### Given request
Reproduce the part of the items that opens with the line containing "For each instance of the butterfly abdomen, place" and runs through the end of the items, substituting "dot" for "point" and leaving everything else unchanged.
--- Start ---
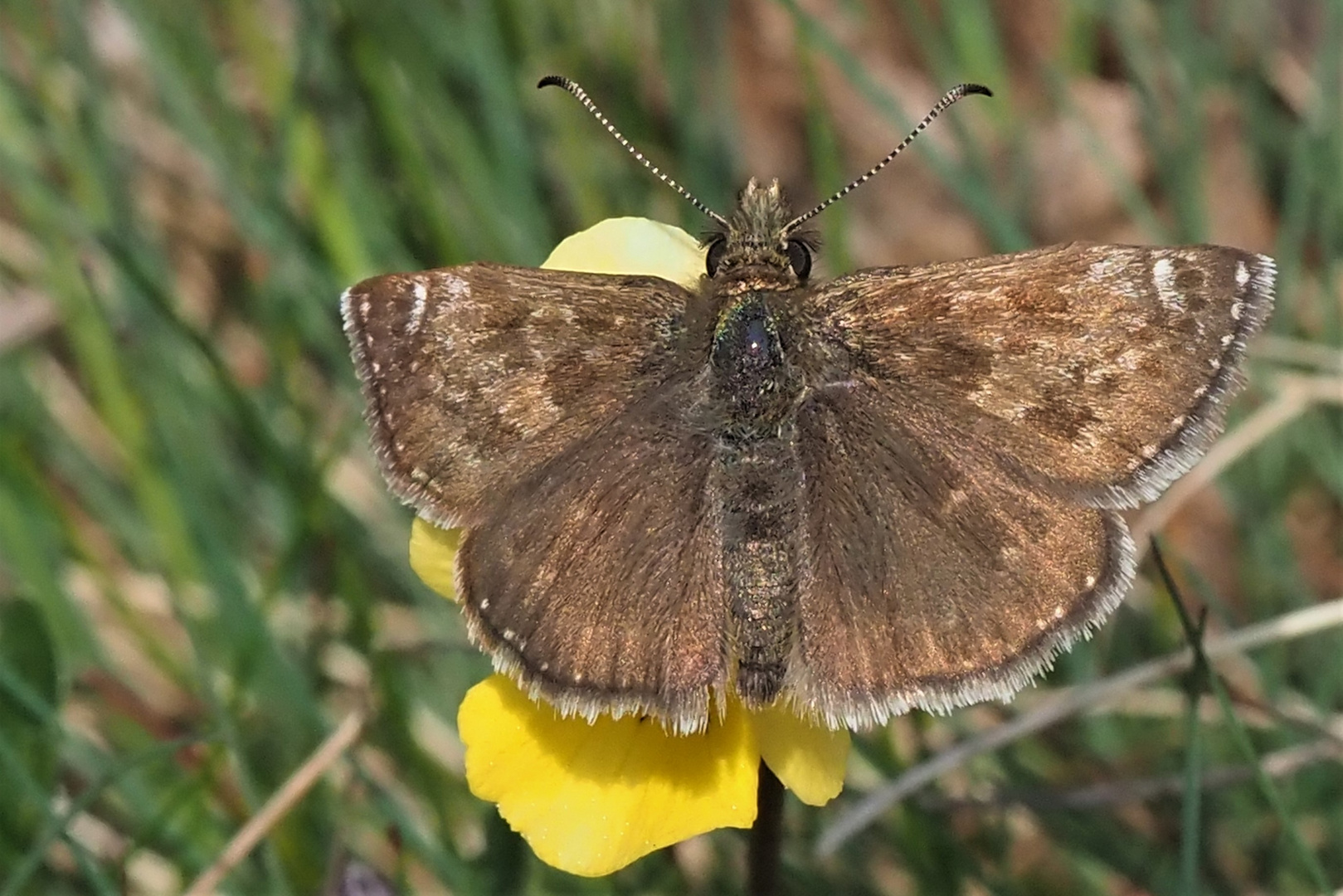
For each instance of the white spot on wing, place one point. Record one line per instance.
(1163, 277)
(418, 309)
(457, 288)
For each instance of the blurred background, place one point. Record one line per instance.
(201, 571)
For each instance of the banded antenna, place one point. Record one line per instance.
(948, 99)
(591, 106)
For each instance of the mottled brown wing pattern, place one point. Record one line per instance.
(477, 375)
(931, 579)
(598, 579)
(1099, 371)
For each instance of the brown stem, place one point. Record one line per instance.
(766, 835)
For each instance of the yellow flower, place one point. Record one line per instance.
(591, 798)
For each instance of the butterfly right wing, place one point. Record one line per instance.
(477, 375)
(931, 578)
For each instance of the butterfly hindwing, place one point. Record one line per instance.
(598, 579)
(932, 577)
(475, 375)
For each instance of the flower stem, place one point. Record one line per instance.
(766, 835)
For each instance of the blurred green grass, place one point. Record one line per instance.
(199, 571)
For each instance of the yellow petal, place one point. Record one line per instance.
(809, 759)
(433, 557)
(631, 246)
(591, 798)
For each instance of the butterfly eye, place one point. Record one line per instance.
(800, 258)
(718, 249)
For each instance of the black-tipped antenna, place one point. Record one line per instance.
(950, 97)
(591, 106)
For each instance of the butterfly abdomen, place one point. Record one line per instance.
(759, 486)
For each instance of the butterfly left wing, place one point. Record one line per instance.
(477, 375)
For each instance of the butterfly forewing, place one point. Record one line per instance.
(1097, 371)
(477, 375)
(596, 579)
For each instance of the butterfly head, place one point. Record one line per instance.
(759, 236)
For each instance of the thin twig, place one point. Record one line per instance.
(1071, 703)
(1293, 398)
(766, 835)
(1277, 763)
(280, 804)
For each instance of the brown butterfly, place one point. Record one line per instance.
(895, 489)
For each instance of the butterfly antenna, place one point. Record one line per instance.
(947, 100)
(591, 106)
--- End ---
### Exercise output
For each instance of the butterfly abdomen, place one dot. Record one line per instance.
(759, 486)
For each instance of the butterfly left wing, place one dot. Record one line per instance.
(477, 375)
For each instance of the butterfly forewing, place one dot. Record one line per instance.
(1097, 371)
(477, 375)
(596, 579)
For each instance of the butterfly head, place one dot. Record one line per instance.
(759, 236)
For each instance of the thin twig, place one dot. Record one line per instance.
(1071, 703)
(1293, 398)
(766, 835)
(1277, 763)
(280, 804)
For each instance of the brown butterfly, place one dot. Record one line per instance.
(895, 489)
For each instance of the butterfly antenna, place one dot. Record one line per instance.
(947, 100)
(591, 106)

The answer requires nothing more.